O que fazer: Reproduza por inteiro o trecho sobre o crack, sem alterar nenhuma palavra.

Trecho para ler:
• • • • • • •
Trata-se de droga fumada, composta por cocaína e bicarbonato de sódio, sendo considerada forma impura da cocaína, e não um subproduto. Em função dessa composição, o preço é acessível e sua aquisição é simples e rápida. Esse panorama tem relação direta com o aumento significativo do uso do crack nas últimas décadas.2,3
Em levantamento domiciliar realizado no Brasil em 2005 constatou-se que aproximadamente 22,8% da população havia feito uso de alguma droga (lícita) psicotrópica na vida. Nas ilícitas, a maconha foi a mais citada (8,8%), seguida pelos solventes (6,1%), tendo o crack ficado na 11ª posição (0,7%), juntamente com os barbitúricos. Ressalta-se que, mesmo não estando entre as drogas ilícitas mais consumidas no País, a urgência pelo uso, o grande poder de dependência, a violência, o comportamento sexual de risco e outros desequilíbrios de ordem sociossanitárias evidenciam uma situação que deve ser enfrentada e combatida.4,5
O governo brasileiro tem estimulado o debate e o enfrentamento por meio do Plano Integrado de Enfrentamento do Crack e Outras Drogas, instituído pelo Decreto 7.179 de 20 de maio de 2010. A proposta tem como objetivo a prevenção do uso, o tratamento, a reinserção social de usuários e o enfrentamento do tráfico.
• • • • • • •
Dados listados:
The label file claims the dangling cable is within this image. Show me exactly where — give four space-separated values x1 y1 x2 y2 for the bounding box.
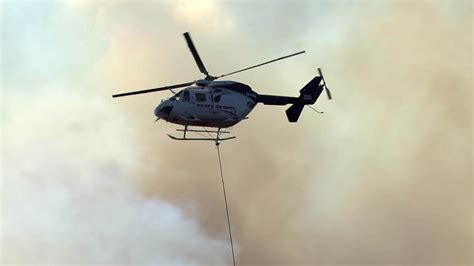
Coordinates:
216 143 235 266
• • • • • • •
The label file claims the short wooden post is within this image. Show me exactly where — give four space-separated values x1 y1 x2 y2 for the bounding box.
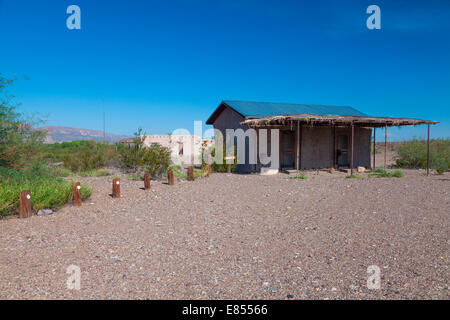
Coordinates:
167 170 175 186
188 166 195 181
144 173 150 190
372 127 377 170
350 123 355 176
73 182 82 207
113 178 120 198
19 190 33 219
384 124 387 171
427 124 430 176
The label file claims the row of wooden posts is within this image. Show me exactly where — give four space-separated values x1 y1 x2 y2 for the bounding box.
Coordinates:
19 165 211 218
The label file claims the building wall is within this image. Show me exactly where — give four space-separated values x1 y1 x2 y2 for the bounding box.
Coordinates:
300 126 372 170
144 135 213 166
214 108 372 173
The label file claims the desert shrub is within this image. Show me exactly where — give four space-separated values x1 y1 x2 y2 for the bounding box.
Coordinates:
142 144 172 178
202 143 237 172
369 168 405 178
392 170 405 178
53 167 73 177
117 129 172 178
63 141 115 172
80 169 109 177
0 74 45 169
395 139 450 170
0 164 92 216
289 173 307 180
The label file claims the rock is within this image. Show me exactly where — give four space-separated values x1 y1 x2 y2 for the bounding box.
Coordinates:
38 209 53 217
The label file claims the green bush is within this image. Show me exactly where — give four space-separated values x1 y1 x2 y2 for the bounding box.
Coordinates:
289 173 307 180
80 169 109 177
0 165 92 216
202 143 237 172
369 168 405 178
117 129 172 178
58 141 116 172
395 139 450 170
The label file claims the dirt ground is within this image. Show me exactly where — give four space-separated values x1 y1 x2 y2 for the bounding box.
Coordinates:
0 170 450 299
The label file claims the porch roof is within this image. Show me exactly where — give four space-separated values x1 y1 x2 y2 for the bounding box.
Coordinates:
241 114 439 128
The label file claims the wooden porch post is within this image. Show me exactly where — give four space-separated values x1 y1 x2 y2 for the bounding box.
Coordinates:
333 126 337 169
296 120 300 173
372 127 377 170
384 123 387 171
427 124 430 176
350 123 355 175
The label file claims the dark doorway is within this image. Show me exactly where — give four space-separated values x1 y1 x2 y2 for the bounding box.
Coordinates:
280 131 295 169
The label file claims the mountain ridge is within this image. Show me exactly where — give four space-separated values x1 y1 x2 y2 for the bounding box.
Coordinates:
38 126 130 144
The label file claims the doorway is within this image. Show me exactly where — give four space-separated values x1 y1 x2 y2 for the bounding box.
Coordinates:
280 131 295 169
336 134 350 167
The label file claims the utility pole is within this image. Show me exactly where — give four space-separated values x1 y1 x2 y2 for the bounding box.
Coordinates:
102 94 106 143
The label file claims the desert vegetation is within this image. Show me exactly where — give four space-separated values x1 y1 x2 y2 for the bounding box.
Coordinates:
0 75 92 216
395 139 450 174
• • • • • • •
Resposta:
Trata-se de droga fumada, composta por cocaína e bicarbonato de sódio, sendo considerada forma impura da cocaína, e não um subproduto. Em função dessa composição, o preço é acessível e sua aquisição é simples e rápida. Esse panorama tem relação direta com o aumento significativo do uso do crack nas últimas décadas.2,3
Em levantamento domiciliar realizado no Brasil em 2005 constatou-se que aproximadamente 22,8% da população havia feito uso de alguma droga (lícita) psicotrópica na vida. Nas ilícitas, a maconha foi a mais citada (8,8%), seguida pelos solventes (6,1%), tendo o crack ficado na 11ª posição (0,7%), juntamente com os barbitúricos. Ressalta-se que, mesmo não estando entre as drogas ilícitas mais consumidas no País, a urgência pelo uso, o grande poder de dependência, a violência, o comportamento sexual de risco e outros desequilíbrios de ordem sociossanitárias evidenciam uma situação que deve ser enfrentada e combatida.4,5
O governo brasileiro tem estimulado o debate e o enfrentamento por meio do Plano Integrado de Enfrentamento do Crack e Outras Drogas, instituído pelo Decreto 7.179 de 20 de maio de 2010. A proposta tem como objetivo a prevenção do uso, o tratamento, a reinserção social de usuários e o enfrentamento do tráfico.